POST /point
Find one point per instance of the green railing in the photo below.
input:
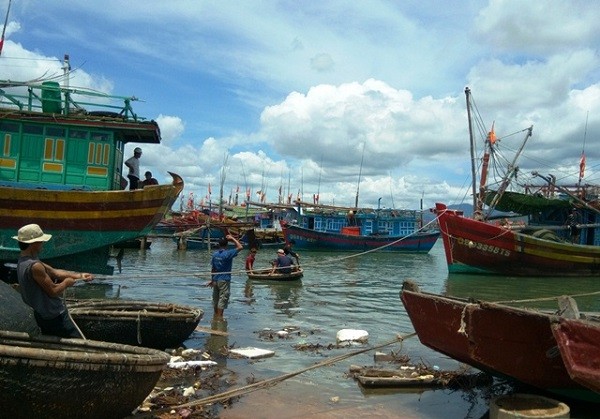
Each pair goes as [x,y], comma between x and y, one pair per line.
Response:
[50,97]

= = = = =

▶ [Your assignment]:
In the answer, the entries should be restated verbatim, with all pictures omitted.

▶ [Expected answer]:
POST /point
Find one point per instance of the green railing in the photo below.
input:
Each pair goes as [x,y], comma between x and y, one pair per line.
Response:
[50,97]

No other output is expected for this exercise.